Document extract:
______

Troy is the county seat
of Lincoln County and is located about 70 miles south of Hannibal and 60
miles northwest of St. Louis. The land that Troy occupies was once an old
Sac and Fox campsite. The Sac and the Fox were independent tribes of the
Algonquin who became allied as they were forced by the French to migrate
south from the Great Lakes. A large band settled along the Missouri River
and became known as the "Sac and Fox of the Missouri." European
settlers began arriving in the area as early as the 1790s attracted by the
Spanish land grants in the county's fertile Cuivre (French for copper)
River Valley.
In 1801 Deacon Joseph
Cottle erected a log cabin a short distance south of the public spring and
Zadock Woods erected a double log house north of the spring. Cottle began
operating a horse powered corn mill while Woods operated a tavern. In 1804
in St. Louis, Sac and Fox chiefs were persuaded to sign a treaty ceding to
the U.S. Government all Sac and Fox lands east of the Mississippi River, as
well as some to the west. Government efforts to enforce the land surrender
raised tensions, particularly among the bands that were not party to and
were unaware of the 1804 Treaty.
To defend their homes,
pioneers in the area, aided by Captain Nathan (the youngest son of Daniel) Boone's
Company of U.S. Mounted Rangers, built a series of forts as a first line of
defense. Woods' Fort was built at the Cottle/Woods settlement and consisted
of an almost square stockade made of strong oak timbers, set perpendicularly
in the ground and extending to a height sufficient to afford protection from
attack. Woods' Fort was the most extensive fort in the region and enclosed
the spring, cabins, Woods Tavern and Inn, and Deacon Cottle's Universalist
Church. Hostilities escalated when the War of 1812 began as the Sac and Fox
sided with the British. During the war Woods' Fort served as headquarters
for Lt. Zachary Taylor who later became the twelfth President of the United
States. Hostilities ended when the Sac-Fox Treaty of 1815-1816 was signed.

______

(Rows from a pointing dataset)
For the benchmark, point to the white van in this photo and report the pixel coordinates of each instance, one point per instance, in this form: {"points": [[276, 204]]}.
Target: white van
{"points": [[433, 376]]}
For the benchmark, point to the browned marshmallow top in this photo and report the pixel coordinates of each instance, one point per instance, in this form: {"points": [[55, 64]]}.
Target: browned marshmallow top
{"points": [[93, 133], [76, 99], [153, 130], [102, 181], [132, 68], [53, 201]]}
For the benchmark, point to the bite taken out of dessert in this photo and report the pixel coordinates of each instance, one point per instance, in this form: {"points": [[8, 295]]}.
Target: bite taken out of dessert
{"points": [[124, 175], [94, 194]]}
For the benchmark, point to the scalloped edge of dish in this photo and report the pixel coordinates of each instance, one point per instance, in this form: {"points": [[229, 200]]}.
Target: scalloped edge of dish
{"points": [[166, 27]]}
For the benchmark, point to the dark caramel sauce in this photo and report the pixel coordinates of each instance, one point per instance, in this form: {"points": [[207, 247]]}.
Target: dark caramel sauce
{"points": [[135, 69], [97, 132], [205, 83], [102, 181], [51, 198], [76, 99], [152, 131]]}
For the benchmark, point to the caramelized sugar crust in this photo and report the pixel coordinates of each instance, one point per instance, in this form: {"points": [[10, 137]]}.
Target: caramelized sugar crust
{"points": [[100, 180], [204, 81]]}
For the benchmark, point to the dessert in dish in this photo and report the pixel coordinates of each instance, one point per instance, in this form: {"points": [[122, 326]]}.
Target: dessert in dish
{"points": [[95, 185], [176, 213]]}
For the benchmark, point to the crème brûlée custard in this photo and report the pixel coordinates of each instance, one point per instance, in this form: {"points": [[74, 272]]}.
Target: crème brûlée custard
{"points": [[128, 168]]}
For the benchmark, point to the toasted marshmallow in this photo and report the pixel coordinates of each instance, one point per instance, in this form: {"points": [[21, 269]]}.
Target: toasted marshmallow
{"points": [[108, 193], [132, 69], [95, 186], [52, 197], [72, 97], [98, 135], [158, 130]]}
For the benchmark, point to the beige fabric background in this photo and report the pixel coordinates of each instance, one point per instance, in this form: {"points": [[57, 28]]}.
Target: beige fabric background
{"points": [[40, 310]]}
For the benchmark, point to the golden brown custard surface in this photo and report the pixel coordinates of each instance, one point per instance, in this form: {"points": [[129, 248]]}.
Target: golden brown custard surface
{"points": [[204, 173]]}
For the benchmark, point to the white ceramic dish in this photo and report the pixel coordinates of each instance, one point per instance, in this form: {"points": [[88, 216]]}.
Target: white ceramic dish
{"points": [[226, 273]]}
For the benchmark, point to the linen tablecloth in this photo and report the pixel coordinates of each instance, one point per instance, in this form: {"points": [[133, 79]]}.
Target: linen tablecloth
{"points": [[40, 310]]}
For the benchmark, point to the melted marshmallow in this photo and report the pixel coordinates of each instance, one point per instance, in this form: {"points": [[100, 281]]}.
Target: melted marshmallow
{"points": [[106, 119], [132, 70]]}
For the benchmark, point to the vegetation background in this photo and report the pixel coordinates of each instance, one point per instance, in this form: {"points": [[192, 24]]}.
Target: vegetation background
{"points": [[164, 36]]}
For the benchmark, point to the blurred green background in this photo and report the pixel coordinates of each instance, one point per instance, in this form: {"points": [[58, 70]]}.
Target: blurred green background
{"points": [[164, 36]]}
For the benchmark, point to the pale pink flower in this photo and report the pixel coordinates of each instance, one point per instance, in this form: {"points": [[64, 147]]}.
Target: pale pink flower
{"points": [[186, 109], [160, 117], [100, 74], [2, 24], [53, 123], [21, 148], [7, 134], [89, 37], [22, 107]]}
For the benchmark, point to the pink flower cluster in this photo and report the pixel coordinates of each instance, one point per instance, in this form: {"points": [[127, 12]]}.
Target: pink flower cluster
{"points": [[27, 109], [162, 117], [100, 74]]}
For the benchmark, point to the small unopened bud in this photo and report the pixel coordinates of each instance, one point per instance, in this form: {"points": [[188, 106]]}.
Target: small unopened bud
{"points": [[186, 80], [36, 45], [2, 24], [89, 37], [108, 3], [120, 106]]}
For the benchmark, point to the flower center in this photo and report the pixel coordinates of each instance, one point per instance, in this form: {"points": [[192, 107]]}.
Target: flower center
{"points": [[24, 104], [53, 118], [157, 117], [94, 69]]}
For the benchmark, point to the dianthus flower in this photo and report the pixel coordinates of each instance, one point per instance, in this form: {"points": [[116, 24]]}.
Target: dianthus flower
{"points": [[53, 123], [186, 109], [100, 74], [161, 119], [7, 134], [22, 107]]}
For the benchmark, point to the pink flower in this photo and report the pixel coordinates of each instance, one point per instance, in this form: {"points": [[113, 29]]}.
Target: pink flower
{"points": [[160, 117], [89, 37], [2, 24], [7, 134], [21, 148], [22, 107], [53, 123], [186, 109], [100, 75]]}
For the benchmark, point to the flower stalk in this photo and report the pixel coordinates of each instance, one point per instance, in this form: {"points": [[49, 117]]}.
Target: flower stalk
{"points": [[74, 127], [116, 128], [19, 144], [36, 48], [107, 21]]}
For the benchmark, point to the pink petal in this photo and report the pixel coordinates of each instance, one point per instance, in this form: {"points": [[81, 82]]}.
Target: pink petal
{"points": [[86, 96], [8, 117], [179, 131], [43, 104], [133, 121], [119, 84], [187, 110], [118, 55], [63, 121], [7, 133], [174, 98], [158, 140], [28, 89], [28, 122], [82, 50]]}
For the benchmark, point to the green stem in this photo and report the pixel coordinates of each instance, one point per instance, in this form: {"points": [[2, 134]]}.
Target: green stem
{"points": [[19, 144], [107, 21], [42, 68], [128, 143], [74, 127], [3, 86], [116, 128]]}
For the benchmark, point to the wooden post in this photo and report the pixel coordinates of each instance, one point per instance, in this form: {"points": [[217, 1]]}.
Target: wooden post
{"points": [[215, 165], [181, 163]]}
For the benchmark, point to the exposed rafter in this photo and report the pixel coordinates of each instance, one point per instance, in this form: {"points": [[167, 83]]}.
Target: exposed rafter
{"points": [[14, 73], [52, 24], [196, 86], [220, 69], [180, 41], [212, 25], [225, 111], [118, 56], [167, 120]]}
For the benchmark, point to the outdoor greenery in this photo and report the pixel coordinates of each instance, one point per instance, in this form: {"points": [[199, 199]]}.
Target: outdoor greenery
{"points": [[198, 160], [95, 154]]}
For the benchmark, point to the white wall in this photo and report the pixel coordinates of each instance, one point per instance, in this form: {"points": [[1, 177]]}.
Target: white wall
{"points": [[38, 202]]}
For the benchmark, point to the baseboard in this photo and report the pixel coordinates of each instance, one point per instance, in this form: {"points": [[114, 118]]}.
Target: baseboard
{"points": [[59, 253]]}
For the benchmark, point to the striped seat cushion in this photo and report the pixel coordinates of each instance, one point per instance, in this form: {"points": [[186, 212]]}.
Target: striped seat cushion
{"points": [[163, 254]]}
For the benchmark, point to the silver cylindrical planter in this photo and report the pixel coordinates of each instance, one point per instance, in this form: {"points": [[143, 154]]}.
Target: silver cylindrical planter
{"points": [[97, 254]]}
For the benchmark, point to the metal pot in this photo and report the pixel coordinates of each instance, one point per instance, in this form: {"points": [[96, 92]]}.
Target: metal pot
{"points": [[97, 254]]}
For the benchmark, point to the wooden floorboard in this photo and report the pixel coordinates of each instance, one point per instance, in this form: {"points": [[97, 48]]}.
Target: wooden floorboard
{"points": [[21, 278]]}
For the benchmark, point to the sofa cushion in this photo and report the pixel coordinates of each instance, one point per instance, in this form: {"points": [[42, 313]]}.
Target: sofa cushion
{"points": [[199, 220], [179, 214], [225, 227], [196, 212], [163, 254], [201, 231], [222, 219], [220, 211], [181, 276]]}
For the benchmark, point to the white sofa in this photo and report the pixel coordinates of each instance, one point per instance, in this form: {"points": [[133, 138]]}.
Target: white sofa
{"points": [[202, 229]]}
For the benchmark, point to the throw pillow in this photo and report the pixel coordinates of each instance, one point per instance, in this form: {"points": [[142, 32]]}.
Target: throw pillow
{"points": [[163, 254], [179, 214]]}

______

Your tasks:
1. Answer these questions about the Troy history text:
(a) How many miles is Troy from St. Louis?
(b) What business did Zadock Woods operate?
(c) Who used Woods' Fort as his headquarters during the War of 1812?
2. Can you give the Troy history text again, starting with "In 1801 Deacon" and going on through "the 1804 Treaty.", but switch "corn mill" to "grist mill"?
3. How would the Troy history text continue after its last sentence? Write a continuation.

Outputs for the tasks:
1.
(a) 60 miles
(b) A tavern
(c) Lt. Zachary Taylor

2.
In 1801 Deacon Joseph
Cottle erected a log cabin a short distance south of the public spring and
Zadock Woods erected a double log house north of the spring. Cottle began
operating a horse powered grist mill while Woods operated a tavern. In 1804
in St. Louis, Sac and Fox chiefs were persuaded to sign a treaty ceding to
the U.S. Government all Sac and Fox lands east of the Mississippi River, as
well as some to the west. Government efforts to enforce the land surrender
raised tensions, particularly among the bands that were not party to and
were unaware of the 1804 Treaty.

3.
The settlement that
grew up around Woods' Fort became Troy when it was surveyed and laid out on
September 19, 1819, by Deacon Cottle and others. The town was named by
merchant Joshua N. Robbins after Troy, NY, which itself was named after the
classical Troy, site of the Trojan War in Homer's "Iliad." Troy
was selected in 1828 as county seat of Lincoln County, replacing Monroe and
Alexandria. The town grew as a political and agricultural center using the
river town of Cap Au Gris as a shipping point until the arrival of the St.
Louis, Hannibal, & Keokuk Railroad in 1884. Lincoln County was
sympathetic to the South during the Civil War but the almost continuous
presence of Union troops in Troy kept the county free of any fighting.
Downtown
Troy has many good examples of 19th-century structures including three
notable churches and the Lincoln County Courthouse. On the site of Woods'
Fort are two reassembled log cabins and a historical marker. Troy is just
three miles from Cuivre River State Park, which was added to the Missouri
State Park system in 1946.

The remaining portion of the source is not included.